● WHAT IS NEEDED
Copy the records from the line containing "around the chili" through the end of the records, both lines included. Add -25 to each box coordinate in the answers, and leave the coordinates in the sample JSON lists unchanged.

● THE DATA
= = = = = = =

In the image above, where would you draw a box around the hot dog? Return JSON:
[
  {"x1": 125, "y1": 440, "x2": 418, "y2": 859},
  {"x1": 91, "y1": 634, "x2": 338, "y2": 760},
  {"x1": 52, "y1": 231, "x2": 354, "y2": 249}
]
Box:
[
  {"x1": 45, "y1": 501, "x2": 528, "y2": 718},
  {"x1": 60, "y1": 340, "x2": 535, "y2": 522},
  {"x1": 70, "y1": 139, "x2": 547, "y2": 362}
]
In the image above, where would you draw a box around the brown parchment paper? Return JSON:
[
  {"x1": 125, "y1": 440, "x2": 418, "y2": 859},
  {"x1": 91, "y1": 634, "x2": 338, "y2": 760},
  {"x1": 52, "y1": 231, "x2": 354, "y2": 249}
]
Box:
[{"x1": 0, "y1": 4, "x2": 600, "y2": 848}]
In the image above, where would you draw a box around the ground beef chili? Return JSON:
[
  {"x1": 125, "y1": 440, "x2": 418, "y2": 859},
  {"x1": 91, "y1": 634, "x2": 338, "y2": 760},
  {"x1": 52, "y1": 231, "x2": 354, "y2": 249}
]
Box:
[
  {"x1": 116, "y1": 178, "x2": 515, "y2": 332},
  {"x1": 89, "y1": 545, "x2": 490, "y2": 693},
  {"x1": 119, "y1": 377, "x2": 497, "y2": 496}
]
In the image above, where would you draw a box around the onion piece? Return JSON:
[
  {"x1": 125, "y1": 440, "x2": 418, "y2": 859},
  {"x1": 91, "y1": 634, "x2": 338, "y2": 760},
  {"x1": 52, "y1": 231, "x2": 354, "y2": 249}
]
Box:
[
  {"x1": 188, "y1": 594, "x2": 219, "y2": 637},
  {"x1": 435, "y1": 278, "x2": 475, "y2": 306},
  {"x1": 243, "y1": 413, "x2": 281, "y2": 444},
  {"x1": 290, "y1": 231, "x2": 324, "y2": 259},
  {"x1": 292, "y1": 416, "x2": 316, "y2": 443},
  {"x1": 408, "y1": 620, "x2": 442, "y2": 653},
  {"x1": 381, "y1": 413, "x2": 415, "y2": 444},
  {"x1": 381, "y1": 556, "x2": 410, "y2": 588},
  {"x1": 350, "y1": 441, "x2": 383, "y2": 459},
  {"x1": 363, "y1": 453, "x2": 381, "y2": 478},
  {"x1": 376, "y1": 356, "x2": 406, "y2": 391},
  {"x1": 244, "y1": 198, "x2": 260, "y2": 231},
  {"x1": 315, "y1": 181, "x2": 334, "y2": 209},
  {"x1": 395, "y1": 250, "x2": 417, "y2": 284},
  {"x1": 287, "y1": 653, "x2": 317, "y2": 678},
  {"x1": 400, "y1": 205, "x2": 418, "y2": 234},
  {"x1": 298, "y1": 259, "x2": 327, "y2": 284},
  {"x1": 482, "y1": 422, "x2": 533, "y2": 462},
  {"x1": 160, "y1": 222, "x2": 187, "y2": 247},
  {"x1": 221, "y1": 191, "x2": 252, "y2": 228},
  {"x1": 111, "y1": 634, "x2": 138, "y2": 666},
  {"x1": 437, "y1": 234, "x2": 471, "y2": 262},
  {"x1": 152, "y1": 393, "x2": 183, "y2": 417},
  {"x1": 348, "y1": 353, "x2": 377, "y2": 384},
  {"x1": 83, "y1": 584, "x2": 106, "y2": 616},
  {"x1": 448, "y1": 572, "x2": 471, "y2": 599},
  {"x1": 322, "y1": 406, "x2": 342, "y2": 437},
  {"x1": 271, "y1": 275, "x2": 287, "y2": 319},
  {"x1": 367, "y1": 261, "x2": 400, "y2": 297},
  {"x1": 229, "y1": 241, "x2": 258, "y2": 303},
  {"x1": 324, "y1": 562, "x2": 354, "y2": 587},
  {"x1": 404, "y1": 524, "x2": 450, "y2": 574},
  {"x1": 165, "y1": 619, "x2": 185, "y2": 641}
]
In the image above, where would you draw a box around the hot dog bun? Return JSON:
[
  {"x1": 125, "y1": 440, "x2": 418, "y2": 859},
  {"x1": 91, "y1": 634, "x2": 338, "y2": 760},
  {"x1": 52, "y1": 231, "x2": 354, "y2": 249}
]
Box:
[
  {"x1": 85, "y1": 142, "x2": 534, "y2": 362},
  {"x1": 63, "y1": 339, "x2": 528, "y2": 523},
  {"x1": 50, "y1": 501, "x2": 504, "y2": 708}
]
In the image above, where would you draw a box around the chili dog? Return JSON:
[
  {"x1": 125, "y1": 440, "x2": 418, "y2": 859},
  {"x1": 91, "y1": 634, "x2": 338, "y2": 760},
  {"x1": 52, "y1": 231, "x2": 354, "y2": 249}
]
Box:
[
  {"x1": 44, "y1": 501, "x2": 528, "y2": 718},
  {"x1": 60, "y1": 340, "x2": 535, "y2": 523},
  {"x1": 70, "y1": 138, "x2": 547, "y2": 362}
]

= = = = = = =

● TASK OUTPUT
In the image above, where would you draw a box around the chili dog? Return JSON:
[
  {"x1": 125, "y1": 440, "x2": 418, "y2": 859},
  {"x1": 91, "y1": 634, "x2": 338, "y2": 760},
  {"x1": 52, "y1": 231, "x2": 354, "y2": 249}
]
Box:
[
  {"x1": 19, "y1": 476, "x2": 503, "y2": 693},
  {"x1": 35, "y1": 315, "x2": 510, "y2": 498},
  {"x1": 45, "y1": 113, "x2": 522, "y2": 337}
]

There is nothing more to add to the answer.